# [TASK INSTRUCTIONS]
Return each line in the records below that includes "white".

(Natural-language object grounding data)
————
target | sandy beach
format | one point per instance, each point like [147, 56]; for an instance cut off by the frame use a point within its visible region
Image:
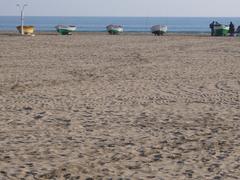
[96, 106]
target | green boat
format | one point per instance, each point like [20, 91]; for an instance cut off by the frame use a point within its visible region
[65, 30]
[221, 30]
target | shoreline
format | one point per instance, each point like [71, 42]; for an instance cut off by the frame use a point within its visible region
[106, 33]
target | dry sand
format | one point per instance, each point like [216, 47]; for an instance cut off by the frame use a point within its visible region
[111, 107]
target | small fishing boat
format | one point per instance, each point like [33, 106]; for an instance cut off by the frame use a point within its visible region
[159, 29]
[221, 30]
[65, 30]
[29, 30]
[114, 29]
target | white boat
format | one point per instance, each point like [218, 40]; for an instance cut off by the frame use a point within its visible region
[159, 29]
[64, 30]
[114, 29]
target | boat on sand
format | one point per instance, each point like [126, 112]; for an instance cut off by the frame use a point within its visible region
[65, 30]
[114, 29]
[28, 30]
[159, 29]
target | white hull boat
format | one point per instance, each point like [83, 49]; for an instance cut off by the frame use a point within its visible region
[114, 29]
[65, 30]
[159, 29]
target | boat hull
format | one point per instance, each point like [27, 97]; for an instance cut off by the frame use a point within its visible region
[159, 29]
[221, 30]
[65, 30]
[26, 29]
[114, 29]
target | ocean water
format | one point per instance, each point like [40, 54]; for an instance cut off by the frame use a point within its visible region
[130, 24]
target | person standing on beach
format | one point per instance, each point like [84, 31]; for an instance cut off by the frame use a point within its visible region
[212, 28]
[231, 29]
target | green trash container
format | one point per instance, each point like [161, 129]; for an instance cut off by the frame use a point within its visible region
[221, 30]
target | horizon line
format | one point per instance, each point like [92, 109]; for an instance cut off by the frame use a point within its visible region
[126, 16]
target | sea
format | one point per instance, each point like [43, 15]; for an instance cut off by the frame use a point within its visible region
[130, 24]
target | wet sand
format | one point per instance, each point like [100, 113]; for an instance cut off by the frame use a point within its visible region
[110, 107]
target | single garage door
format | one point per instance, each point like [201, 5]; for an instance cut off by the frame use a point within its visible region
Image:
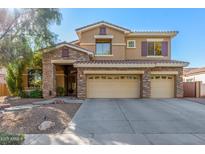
[162, 86]
[113, 86]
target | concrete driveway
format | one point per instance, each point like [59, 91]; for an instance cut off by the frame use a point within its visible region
[137, 121]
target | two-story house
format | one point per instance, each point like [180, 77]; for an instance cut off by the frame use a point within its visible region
[109, 61]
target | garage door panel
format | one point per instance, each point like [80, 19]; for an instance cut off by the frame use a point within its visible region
[162, 86]
[114, 87]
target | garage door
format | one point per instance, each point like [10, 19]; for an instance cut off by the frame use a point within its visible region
[162, 86]
[113, 86]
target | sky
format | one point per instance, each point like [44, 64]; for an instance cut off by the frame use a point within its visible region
[188, 45]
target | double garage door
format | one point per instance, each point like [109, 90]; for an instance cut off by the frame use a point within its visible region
[113, 86]
[128, 86]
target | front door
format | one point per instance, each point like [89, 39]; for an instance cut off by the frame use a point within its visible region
[71, 81]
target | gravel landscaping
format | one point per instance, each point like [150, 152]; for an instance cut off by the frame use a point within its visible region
[24, 101]
[27, 121]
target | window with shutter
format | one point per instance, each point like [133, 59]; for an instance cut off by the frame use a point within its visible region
[65, 52]
[155, 48]
[102, 31]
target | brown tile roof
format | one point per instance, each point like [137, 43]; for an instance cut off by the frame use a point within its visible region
[101, 22]
[194, 71]
[131, 62]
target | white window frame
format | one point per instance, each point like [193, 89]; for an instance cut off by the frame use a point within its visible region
[131, 41]
[152, 56]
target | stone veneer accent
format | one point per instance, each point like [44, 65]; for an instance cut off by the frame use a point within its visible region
[145, 80]
[49, 70]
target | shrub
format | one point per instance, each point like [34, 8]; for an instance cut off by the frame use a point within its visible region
[60, 91]
[11, 139]
[36, 93]
[24, 94]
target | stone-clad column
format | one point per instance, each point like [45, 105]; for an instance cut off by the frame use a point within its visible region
[81, 84]
[179, 83]
[146, 85]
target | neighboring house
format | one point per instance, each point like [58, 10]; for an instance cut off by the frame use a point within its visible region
[195, 74]
[109, 61]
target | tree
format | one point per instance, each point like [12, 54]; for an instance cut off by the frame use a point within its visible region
[29, 26]
[23, 31]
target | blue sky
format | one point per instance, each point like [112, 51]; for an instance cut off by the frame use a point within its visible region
[188, 45]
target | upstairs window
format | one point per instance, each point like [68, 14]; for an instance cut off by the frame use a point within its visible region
[103, 47]
[131, 44]
[65, 52]
[102, 31]
[154, 48]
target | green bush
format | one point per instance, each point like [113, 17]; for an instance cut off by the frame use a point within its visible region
[60, 91]
[24, 94]
[11, 139]
[37, 93]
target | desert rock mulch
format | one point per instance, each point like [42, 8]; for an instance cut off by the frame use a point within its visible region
[27, 121]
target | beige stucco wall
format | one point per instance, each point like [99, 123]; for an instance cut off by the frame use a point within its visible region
[119, 47]
[87, 40]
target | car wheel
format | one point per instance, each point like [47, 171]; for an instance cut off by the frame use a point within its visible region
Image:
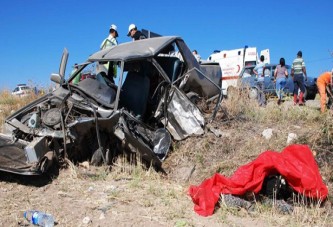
[253, 93]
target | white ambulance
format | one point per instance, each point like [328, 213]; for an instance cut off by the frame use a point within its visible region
[232, 63]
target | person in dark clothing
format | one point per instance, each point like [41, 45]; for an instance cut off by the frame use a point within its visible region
[134, 33]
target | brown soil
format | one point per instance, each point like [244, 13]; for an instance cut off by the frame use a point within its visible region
[127, 195]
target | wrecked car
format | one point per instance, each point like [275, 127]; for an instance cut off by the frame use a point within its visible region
[133, 98]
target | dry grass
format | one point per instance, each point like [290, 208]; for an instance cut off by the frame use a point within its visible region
[129, 194]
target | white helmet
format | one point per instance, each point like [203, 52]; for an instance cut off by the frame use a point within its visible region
[114, 27]
[132, 26]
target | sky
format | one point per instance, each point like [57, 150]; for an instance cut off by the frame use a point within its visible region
[35, 32]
————
# [RESULT OF THIS EXERCISE]
target | white boat
target | white hull boat
target | white window frame
target | white ambulance
target | white helmet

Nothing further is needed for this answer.